■ ACTIVITY ■
Only the lines from the one containing "of the green" through the end of the listing below belong in your answer; retype them exactly.

■ DATA SUPPLIED ■
_ _ _ _ _ _ _

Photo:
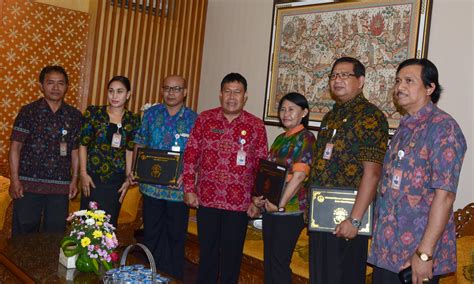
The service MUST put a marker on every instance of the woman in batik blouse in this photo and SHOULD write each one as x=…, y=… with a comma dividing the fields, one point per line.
x=283, y=222
x=106, y=150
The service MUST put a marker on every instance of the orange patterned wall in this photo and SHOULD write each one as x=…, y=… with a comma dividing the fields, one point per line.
x=33, y=35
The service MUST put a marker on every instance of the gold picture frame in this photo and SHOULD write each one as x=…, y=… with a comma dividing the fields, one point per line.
x=307, y=39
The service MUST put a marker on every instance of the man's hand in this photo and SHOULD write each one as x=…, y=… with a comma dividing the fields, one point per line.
x=16, y=189
x=345, y=230
x=253, y=211
x=123, y=190
x=421, y=270
x=131, y=179
x=270, y=207
x=86, y=183
x=178, y=184
x=191, y=200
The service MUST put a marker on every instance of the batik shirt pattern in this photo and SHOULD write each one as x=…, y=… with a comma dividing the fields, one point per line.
x=360, y=135
x=293, y=150
x=42, y=169
x=103, y=160
x=162, y=131
x=428, y=148
x=210, y=161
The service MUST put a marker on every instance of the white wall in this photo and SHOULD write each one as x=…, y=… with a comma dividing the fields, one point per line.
x=237, y=39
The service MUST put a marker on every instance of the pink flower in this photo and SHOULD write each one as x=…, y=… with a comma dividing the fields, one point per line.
x=93, y=205
x=114, y=256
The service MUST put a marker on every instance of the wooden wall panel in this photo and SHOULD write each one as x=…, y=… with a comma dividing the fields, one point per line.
x=146, y=45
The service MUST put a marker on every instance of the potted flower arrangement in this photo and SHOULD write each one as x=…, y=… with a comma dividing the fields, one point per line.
x=92, y=238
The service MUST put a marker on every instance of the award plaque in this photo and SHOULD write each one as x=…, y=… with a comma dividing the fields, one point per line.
x=270, y=181
x=157, y=166
x=330, y=206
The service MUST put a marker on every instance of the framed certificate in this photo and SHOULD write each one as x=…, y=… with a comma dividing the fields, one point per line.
x=330, y=206
x=157, y=166
x=270, y=181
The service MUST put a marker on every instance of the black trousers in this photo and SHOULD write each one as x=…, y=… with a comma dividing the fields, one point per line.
x=280, y=234
x=165, y=226
x=335, y=260
x=107, y=196
x=383, y=276
x=40, y=213
x=221, y=235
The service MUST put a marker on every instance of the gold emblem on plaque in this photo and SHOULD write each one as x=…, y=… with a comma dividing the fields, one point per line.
x=156, y=171
x=340, y=214
x=320, y=198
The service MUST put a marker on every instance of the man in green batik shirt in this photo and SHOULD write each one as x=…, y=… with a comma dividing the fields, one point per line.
x=350, y=149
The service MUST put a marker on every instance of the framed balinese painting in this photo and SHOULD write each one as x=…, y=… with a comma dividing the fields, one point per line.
x=307, y=39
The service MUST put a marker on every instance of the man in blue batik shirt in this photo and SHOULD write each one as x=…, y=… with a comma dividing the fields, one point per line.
x=165, y=216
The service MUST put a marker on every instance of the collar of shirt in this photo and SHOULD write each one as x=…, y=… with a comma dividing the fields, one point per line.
x=350, y=103
x=164, y=109
x=221, y=116
x=294, y=130
x=45, y=106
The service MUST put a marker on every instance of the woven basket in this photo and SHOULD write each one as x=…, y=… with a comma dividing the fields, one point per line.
x=111, y=275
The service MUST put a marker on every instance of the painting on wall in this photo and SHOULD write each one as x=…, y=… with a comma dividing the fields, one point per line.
x=307, y=39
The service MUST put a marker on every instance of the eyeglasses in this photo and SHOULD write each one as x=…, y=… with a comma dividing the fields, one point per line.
x=175, y=89
x=343, y=76
x=228, y=92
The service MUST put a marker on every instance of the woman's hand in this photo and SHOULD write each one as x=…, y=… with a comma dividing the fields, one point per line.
x=86, y=184
x=123, y=190
x=270, y=207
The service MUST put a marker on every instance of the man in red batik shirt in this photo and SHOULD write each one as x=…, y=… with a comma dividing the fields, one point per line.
x=220, y=164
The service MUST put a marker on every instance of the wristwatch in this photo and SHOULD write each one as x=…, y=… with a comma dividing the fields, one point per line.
x=423, y=256
x=356, y=223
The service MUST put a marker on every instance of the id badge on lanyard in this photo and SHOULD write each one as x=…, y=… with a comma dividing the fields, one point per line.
x=117, y=137
x=241, y=155
x=329, y=147
x=397, y=172
x=63, y=143
x=176, y=147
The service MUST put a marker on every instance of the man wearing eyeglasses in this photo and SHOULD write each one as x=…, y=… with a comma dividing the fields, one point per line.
x=220, y=165
x=165, y=217
x=349, y=153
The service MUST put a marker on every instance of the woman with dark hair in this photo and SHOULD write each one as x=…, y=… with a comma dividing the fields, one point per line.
x=105, y=153
x=283, y=222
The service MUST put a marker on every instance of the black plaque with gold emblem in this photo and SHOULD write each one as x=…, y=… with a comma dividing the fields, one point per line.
x=157, y=166
x=330, y=206
x=270, y=181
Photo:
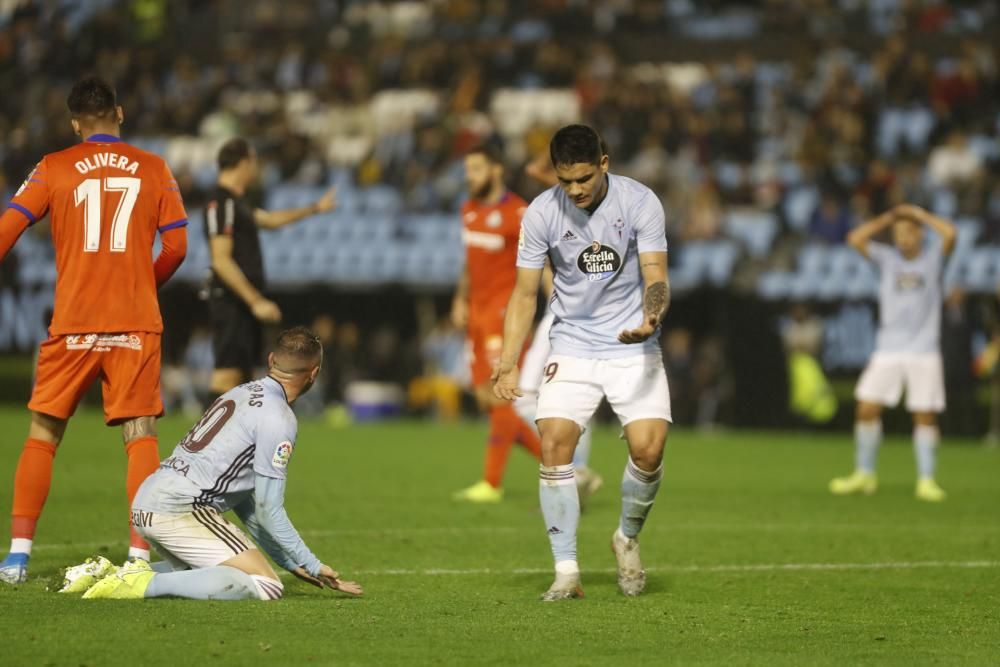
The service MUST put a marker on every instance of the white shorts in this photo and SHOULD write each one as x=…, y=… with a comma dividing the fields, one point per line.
x=533, y=364
x=202, y=538
x=887, y=374
x=636, y=387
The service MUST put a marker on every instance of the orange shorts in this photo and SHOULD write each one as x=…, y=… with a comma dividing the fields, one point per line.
x=128, y=365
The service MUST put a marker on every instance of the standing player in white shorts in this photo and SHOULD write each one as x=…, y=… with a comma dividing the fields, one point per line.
x=907, y=351
x=605, y=238
x=235, y=458
x=588, y=481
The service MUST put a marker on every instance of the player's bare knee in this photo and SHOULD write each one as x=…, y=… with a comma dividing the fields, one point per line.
x=138, y=427
x=252, y=562
x=648, y=456
x=46, y=428
x=268, y=588
x=559, y=437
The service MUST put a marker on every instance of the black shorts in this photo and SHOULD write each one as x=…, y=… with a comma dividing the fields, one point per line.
x=236, y=334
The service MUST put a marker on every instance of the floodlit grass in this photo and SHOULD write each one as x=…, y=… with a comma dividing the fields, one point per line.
x=750, y=560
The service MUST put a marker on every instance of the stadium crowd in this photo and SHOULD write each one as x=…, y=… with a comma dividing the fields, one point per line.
x=864, y=105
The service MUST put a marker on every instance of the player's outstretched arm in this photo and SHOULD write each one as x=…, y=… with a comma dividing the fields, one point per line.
x=230, y=273
x=172, y=253
x=269, y=510
x=517, y=324
x=275, y=219
x=245, y=511
x=460, y=302
x=861, y=235
x=945, y=229
x=12, y=225
x=656, y=297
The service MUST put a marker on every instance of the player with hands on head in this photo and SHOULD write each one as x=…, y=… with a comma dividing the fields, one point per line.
x=236, y=457
x=907, y=348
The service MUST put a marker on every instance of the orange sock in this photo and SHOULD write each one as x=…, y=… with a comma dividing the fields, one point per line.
x=498, y=447
x=506, y=428
x=143, y=460
x=31, y=487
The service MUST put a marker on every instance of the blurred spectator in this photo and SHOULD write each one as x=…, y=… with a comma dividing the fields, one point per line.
x=445, y=372
x=810, y=395
x=954, y=163
x=830, y=222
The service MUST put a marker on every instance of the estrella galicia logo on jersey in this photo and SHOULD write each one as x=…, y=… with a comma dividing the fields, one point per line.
x=599, y=262
x=282, y=455
x=906, y=282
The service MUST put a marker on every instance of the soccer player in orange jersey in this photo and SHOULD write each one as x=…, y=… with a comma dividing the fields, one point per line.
x=491, y=224
x=106, y=201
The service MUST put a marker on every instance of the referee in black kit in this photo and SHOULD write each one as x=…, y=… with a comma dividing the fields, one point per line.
x=237, y=303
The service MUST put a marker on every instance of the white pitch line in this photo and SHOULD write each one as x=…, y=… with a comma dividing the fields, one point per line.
x=510, y=530
x=707, y=569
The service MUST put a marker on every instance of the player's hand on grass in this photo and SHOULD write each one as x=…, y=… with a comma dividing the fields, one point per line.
x=505, y=382
x=266, y=311
x=328, y=578
x=331, y=579
x=327, y=202
x=647, y=329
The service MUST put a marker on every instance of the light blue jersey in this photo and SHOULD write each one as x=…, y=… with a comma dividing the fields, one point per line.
x=249, y=430
x=595, y=258
x=910, y=295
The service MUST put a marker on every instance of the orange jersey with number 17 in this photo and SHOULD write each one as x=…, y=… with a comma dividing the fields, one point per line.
x=106, y=201
x=490, y=234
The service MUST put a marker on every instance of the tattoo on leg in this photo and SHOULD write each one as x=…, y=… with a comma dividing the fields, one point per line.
x=139, y=427
x=657, y=300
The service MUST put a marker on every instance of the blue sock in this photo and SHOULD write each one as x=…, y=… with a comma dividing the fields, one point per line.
x=925, y=441
x=211, y=583
x=561, y=508
x=581, y=457
x=16, y=559
x=867, y=436
x=638, y=493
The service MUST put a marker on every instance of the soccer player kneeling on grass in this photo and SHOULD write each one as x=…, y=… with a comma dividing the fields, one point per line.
x=907, y=352
x=235, y=458
x=605, y=238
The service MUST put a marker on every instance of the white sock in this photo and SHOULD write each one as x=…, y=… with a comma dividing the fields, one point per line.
x=925, y=442
x=561, y=508
x=867, y=436
x=638, y=493
x=21, y=545
x=581, y=457
x=136, y=552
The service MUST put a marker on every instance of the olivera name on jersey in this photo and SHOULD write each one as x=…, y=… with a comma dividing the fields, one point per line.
x=99, y=160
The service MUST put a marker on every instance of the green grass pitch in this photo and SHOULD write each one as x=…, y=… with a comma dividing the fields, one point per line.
x=750, y=560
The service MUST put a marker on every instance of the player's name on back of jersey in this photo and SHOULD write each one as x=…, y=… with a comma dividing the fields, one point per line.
x=99, y=160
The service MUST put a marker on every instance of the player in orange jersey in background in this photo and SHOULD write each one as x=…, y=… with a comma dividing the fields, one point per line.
x=491, y=224
x=106, y=202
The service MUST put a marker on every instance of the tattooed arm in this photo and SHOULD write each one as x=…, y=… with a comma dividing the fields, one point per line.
x=656, y=299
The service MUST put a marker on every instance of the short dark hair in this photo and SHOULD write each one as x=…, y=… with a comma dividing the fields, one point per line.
x=298, y=343
x=92, y=96
x=489, y=151
x=233, y=152
x=574, y=144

_ _ _ _ _ _ _

■ REPLY TO THE EXERCISE ■
The service MUST put a marker on every instance of the green grass pitch in this photo and SHOULD write each one as x=…, y=… with a comma dividing the fields, one point per line.
x=750, y=560
The service MUST put a marker on every instance of the player's name on back of jersey in this photo and SHOULD write each one as x=…, y=… with a comma dividing the fields, one point per line.
x=99, y=160
The service MUST put a marker on every instance of the player in orange jersey in background in this photo and SHOULD write each one as x=…, y=… with a comma dividing the fields, one point per line.
x=491, y=224
x=106, y=202
The service MUST put a marker on every instance of the tattooed arm in this photo and SHOULD write each one as x=…, y=… with a comma dividing the fields, one point per line.
x=656, y=299
The service MUST put a marker on every instance of the short dark hair in this photo and SHOULD write each one as x=…, y=… with a comma dividing the fields, one point per line.
x=298, y=343
x=92, y=96
x=489, y=151
x=233, y=152
x=574, y=144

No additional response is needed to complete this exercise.